(Tasks to complete)
a. In the article on homelessness, how much does Shane Moody take home each week?
b. From the article on homelessness, please copy everything from "A recovering drug" down to "solutions, he said.", swapping "methadone clinic" for "treatment center".

(Passage provided)
■ ■ ■

What they want most is their own apartment or home. Frasier has two daughters, 13 and 15, and if she and Stanford had their own place, they’d live with them, she said. The girls now stay with her mother.

A recovering drug addict, Frasier goes to a methadone clinic each day.

“I was five years clean and relapsed 10 months ago,” she said.


Townsend, Olson and Kilmurry reject the notion that people who are homeless don’t want to work or try to help themselves, with Kilmurry saying it is a complicated issue. Homelessness is not black and white, nor are the solutions, he said.

“We need many different tools and methods to help end homelessness, as the population has a vast array of needs,” he said. “Some people are just down on their luck and only need a small amount of help to get back on track. In contrast, others on the opposite side of the spectrum might have significant health issues, substance use disorders or other roadblocks keeping them from having a safe place to live.”

Olson, in Augusta, says the majority of homeless are people “just like you and I who hit one bump too many in the road.”

“Many I have spoken with over the years are working, college educated, retired, veterans or others on a pension or disability. For these ‘bump in the road’ types of situations, the paths to permanent housing can be shorter and clearer. For the smaller percentage with much more complex histories and challenges, the road can be painfully long, and these are the individuals we consider to be chronically homeless.”

Empathy, she said, isn’t putting ourselves in someone else’s shoes, but finding the ability to first imagine being that other person, and then putting on their shoes.

“These are two very different perspectives, and the distinction is important,” she said. “The ‘just pull yourself up by your bootstraps’ rhetoric comes from the first, failed form of empathy. It assumes the person has all of the same life experience, knowledge, natural supports, life skills, privilege and confidence as you. From there, we don’t understand why they don’t ‘just go out and get a job.’ Being homeless places the human brain in survival mode where, out of necessity, the focus is on how to survive through the present day.”

Shane Moody, 41, washes dishes at a restaurant in downtown Waterville on Sept. 6. Moody is homeless and lives in a tent. He works around 40 hours a week and takes home less than $300 each week. Michael G. Seamans/Morning Sentinel

Olson said people who are homeless and unemployed or struggling to maintain employment while unhoused face difficult circumstances. Some employers require an address on a job application and as a result, homeless people are often unable to get a job without a home or a home without a job, she said. Still others don’t have reliable phones, which is an obstacle to obtaining and maintaining employment, she said.

Olson added that it’s “difficult-to-impossible” to improve one’s mental or overall health when homeless. This is why more innovative initiatives like the Housing First model that’s being adopted in Portland and other parts of the country need to be expanded to central Maine, she said. Housing First prioritizes providing permanent housing to the homeless rather than first requiring them to participate in a series of service programs.

“It is critical,” Olson said, “that we advance these supports outside of the Portland area to communities like Augusta that are in dire need of low-barrier supportive permanent housing for chronically homeless adults.”

For Moody, the 41-year-old who washes dishes at a Waterville restaurant, the cold of winter has driven him and dozens of others away from the encampment along the Kennebec River. He’s found temporary refuge at a condo in Fairfield belonging to his friend, Mary Nadeau.

“Thank God I have Mary,” Moody said. “She helps me out. She’s a lifeline for all of us.”

He will keep the tent pitched at the encampment in case he finds himself without a ride to or from work and needs a place to sleep. Nadeau’s 25-year-old Honda is in rough shape, so travel to work is anything but secure. He worries about being so far from work. Living within walking distance of his job has been critical.

But he had to go, for now.

“My hands are cold,” he said, looking at his fingers. “My hands turn purple when they’re cold.”

■ ■ ■

(Record excerpts)
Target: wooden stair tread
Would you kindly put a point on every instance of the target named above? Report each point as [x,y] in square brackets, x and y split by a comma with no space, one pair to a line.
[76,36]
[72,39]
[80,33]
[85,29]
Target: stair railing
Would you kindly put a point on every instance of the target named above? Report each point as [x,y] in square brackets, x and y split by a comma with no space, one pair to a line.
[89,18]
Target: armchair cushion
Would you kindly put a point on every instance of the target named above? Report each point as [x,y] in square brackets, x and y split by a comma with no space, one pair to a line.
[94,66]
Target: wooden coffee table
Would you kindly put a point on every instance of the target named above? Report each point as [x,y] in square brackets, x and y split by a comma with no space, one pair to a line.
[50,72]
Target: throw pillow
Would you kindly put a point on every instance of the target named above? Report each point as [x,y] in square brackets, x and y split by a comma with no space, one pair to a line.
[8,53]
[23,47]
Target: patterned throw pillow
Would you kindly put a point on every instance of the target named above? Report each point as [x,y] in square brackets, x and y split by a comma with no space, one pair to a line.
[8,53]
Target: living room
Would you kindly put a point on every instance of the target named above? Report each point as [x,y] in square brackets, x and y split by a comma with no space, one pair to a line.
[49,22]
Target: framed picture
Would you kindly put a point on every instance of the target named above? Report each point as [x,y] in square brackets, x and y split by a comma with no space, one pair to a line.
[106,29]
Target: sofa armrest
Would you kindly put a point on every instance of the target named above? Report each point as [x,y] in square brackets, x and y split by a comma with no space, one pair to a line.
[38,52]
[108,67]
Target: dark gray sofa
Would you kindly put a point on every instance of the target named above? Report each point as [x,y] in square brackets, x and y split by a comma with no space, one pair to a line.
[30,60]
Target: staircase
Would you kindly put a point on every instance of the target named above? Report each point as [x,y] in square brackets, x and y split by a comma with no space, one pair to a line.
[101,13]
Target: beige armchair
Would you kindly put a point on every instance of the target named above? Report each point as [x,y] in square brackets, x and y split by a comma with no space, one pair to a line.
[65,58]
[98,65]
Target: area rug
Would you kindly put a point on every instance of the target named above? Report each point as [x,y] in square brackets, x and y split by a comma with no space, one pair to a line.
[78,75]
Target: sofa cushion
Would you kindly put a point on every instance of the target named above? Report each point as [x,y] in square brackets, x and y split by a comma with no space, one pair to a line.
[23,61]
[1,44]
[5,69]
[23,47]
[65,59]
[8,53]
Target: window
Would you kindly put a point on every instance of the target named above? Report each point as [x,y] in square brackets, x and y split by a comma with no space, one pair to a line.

■ ■ ■

(Answers given)
a. Less than $300.

b.
A recovering drug addict, Frasier goes to a treatment center each day.

“I was five years clean and relapsed 10 months ago,” she said.


Townsend, Olson and Kilmurry reject the notion that people who are homeless don’t want to work or try to help themselves, with Kilmurry saying it is a complicated issue. Homelessness is not black and white, nor are the solutions, he said.